Excerpt:
▽

Levy could fund WA police redress scheme

A redress scheme for medically retired police officers in Western Australia could be paid for with a small, one-off emergency services levy increase, it has been suggested.

Medically Retired Western Australian Police Officers Association president Dave Bentley says officers who are not physically or psychologically fit to continue have so far been cast on the scrap heap.

The same section of the Police Act that is used to retire corrupt and criminal officers is also used for those deemed medically unfit, and both get one month's pay.

Police Minister Michelle Roberts has promised to end that indignity through a legislative amendment, which she plans to put before parliament early next year.

She has also pledged to make an announcement about a redress scheme before the end of this year.

Mr Bentley said successive governments had failed to fix the injustice but he believed Ms Roberts was "fully committed".

"I'm quietly confident they're going to deliver," he told AAP on Thursday.

Mr Bentley suggested the cash-strapped state government could pay for the redress scheme with a one-off hike to the emergency services levy.

△

Check your understanding:
1/ In the article on the Western Australian police redress scheme, what do officers retired for corruption and officers deemed medically unfit each receive under the same section of the Police Act?
2/ Extend the news article about the WA police redress scheme, beginning after its final sentence.

Data provided:
▽

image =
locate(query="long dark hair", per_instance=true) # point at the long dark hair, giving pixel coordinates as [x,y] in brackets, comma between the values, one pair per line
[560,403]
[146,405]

△

Answers to the tasks:
1/ One month's pay.

2/
The public were happy to pay higher compulsory third-party premiums in 2016-17 so those catastrophically injured in car crashes were compensated regardless of fault, and may feel the same way about helping police officers, he said.

"I will really be glad when this is resolved because we'll have our dignity and put the politicking behind us," Mr Bentley said.

"I don't want this to slip down the list. I know they want to deliver it."

He estimated about 420 officers had retired for medical reasons.

Ms Roberts also committed to bringing in a workers compensation scheme for police during the McGowan government's current term.

WA is the only state in Australia that does not have such a scheme.

Ms Roberts agreed a scheme should have been introduced years ago but said it was a complex matter.